=== Begin Enclosure ===

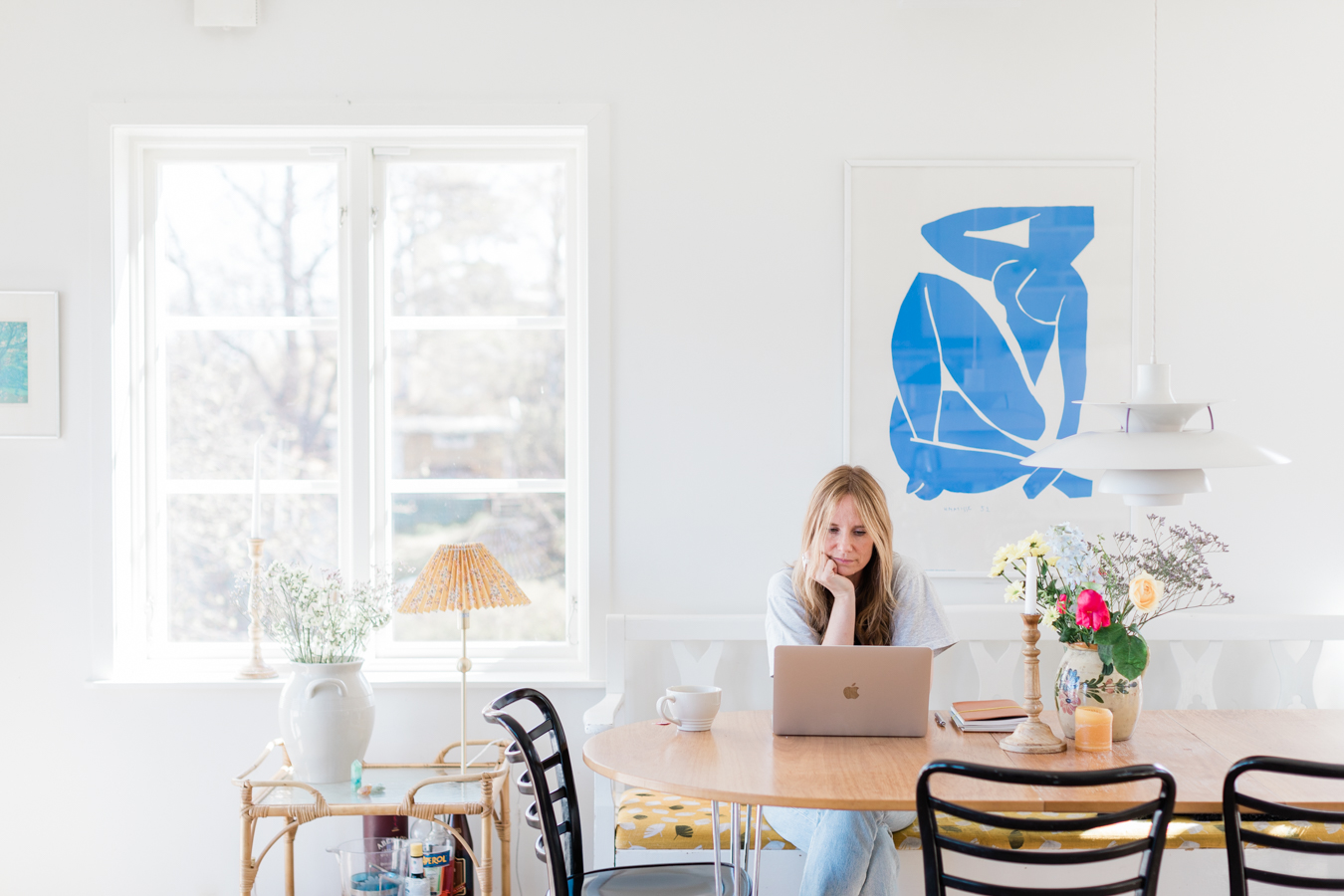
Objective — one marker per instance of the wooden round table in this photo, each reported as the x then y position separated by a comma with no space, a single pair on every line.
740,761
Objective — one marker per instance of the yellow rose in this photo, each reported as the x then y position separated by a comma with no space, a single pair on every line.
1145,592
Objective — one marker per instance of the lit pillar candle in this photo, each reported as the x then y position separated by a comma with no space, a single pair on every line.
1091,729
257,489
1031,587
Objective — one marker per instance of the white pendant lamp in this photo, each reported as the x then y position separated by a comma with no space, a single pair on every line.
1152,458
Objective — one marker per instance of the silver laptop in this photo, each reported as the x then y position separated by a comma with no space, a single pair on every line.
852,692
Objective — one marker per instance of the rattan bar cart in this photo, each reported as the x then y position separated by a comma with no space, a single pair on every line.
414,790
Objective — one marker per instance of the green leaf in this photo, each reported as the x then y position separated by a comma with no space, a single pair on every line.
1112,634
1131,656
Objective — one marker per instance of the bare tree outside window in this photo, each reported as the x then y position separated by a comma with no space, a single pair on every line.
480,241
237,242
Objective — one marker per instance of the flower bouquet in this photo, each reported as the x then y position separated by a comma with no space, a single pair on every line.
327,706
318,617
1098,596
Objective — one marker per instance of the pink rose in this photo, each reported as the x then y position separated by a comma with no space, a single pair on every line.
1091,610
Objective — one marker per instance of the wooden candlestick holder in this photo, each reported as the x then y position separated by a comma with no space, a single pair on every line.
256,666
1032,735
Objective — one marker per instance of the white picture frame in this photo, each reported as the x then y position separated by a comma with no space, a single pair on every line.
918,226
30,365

=== End Enclosure ===

**What is needed**. All lines starting at the one holding "Objective — one marker per instance of the pink" and ending at the last line above must be output exactly, and no other line may appear.

**Task response**.
Objective — one marker per instance of the pink rose in this photo, each reported as the x then y position separated by a comma with no space, a single pair on every line.
1091,610
Objective — one marker per instance of the wooden candlestick holder in this photo, each reported as the x then y position separated by a comma with no space, a single pair on every line.
256,666
1032,735
Objective — one marker per instance of the white picture frame in this photo, each reported as the x then y position separated by a comma with no space, a single pair on every line.
918,226
30,365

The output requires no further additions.